From the line containing "Reviewer note: check that every instance of the grassy" through the last line of the data, return those lines exactly as written and nothing more.

▶ MATERIAL:
(begin)

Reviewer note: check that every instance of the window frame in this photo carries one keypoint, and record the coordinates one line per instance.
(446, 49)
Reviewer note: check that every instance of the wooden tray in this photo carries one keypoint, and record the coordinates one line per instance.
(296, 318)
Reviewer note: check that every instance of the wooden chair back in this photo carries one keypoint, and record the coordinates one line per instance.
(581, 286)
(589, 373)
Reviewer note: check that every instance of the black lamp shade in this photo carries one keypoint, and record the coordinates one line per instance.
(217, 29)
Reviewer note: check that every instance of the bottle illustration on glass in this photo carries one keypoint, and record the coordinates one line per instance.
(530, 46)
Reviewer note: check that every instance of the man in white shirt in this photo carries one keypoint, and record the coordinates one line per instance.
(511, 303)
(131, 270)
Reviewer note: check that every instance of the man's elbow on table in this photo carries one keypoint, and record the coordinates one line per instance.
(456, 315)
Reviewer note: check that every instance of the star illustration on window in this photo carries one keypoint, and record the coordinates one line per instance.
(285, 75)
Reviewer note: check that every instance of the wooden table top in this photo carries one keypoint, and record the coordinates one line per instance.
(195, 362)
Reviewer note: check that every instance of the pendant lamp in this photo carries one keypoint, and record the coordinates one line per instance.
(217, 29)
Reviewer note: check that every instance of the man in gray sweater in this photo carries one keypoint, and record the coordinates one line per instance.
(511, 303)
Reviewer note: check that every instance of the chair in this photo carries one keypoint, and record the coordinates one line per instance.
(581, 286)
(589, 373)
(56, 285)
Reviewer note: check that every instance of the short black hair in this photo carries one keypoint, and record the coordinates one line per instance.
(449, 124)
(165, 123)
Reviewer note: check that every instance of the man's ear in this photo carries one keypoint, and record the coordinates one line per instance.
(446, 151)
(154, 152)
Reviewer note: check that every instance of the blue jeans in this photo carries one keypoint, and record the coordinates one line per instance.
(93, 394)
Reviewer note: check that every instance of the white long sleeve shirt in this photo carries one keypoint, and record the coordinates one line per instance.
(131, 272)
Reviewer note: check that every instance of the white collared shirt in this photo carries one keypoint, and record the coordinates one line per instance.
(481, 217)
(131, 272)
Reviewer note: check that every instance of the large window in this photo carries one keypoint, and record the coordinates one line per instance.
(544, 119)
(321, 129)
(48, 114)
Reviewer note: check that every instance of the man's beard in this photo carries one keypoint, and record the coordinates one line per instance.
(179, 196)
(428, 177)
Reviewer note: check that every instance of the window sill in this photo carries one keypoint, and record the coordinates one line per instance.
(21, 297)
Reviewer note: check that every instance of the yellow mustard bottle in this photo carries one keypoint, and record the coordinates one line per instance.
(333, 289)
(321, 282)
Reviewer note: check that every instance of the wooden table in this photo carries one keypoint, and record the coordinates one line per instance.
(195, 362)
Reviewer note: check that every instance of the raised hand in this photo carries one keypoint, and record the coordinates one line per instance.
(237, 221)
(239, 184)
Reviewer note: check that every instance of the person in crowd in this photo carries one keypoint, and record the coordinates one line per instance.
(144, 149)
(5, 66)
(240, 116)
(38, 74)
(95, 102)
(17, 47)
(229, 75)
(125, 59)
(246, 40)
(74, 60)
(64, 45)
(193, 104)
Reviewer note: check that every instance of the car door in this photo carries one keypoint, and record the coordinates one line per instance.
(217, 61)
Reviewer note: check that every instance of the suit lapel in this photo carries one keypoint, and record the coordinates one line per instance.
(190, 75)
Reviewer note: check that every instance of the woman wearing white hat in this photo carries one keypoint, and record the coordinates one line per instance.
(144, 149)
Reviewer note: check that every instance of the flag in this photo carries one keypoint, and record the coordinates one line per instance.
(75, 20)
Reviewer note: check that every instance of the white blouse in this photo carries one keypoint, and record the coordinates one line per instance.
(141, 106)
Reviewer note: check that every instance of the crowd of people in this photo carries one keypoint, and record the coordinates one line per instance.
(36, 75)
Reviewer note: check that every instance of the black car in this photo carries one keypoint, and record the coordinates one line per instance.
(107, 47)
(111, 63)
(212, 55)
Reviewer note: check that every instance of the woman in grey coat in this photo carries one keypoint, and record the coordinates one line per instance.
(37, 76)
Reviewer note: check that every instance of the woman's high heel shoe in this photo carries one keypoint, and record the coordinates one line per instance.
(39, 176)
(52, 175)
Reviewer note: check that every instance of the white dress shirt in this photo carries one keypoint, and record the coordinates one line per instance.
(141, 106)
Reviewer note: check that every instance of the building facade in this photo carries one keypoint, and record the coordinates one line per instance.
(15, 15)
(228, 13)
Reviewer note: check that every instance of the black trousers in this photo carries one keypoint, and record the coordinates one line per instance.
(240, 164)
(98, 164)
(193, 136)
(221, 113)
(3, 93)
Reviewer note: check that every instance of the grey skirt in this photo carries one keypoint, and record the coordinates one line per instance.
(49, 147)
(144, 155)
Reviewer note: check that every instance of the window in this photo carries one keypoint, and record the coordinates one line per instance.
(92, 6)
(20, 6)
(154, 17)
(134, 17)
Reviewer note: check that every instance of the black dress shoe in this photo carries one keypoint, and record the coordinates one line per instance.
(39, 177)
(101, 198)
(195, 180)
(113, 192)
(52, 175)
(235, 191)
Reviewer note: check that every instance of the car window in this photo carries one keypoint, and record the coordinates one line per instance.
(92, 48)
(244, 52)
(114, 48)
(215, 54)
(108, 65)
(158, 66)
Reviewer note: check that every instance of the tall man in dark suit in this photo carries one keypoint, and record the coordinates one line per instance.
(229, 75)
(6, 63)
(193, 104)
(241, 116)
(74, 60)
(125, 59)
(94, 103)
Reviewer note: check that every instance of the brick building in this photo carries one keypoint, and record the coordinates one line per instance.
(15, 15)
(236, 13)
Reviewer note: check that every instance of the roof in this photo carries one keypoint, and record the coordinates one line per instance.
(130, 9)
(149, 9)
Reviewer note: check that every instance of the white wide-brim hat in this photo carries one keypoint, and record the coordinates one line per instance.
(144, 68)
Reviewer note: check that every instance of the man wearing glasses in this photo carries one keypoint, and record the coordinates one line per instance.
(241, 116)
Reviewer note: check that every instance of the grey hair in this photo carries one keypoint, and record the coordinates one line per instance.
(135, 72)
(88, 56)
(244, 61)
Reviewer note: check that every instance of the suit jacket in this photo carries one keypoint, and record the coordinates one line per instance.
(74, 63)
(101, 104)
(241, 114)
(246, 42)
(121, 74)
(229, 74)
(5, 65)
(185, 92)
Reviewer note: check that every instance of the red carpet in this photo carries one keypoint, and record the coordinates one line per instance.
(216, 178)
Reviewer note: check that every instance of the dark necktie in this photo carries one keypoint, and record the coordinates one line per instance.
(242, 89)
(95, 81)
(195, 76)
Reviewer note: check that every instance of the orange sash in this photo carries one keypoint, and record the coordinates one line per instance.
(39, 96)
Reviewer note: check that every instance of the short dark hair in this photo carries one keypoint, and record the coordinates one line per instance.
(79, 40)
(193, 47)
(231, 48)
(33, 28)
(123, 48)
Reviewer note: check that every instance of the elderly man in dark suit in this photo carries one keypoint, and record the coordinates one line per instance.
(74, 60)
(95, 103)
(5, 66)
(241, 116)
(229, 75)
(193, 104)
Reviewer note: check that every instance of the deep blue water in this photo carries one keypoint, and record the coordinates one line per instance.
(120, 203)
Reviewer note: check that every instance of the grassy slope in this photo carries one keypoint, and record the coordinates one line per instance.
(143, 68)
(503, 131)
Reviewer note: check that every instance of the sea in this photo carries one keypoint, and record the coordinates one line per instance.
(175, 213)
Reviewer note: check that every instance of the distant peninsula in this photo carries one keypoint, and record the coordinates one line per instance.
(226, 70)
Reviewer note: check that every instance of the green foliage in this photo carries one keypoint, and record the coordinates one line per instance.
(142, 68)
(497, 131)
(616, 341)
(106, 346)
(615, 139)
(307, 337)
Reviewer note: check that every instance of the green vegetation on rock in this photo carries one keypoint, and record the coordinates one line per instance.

(end)

▶ SOLUTION FOR THIS TASK:
Reviewer note: check that every instance of the grassy slope in this photo carries one keypoint, and record the coordinates one line per instance.
(143, 68)
(503, 131)
Reviewer note: check that every instance of the sea in this photo carries one keypoint, and record the coordinates one line per instance.
(175, 213)
Reviewer note: check that every instance of the distant peninsula in this photo carries one keypoint, and record the coordinates one line per instance.
(226, 70)
Reviewer note: check that every instance of the green foliage in this photo carries one keypoint, and record the coordinates one line per instance.
(142, 68)
(497, 131)
(616, 341)
(106, 346)
(615, 139)
(307, 337)
Reviewer note: check that every instance of the green vegetation on rock in this photo carries one keypoint, and record the coordinates one line per instance.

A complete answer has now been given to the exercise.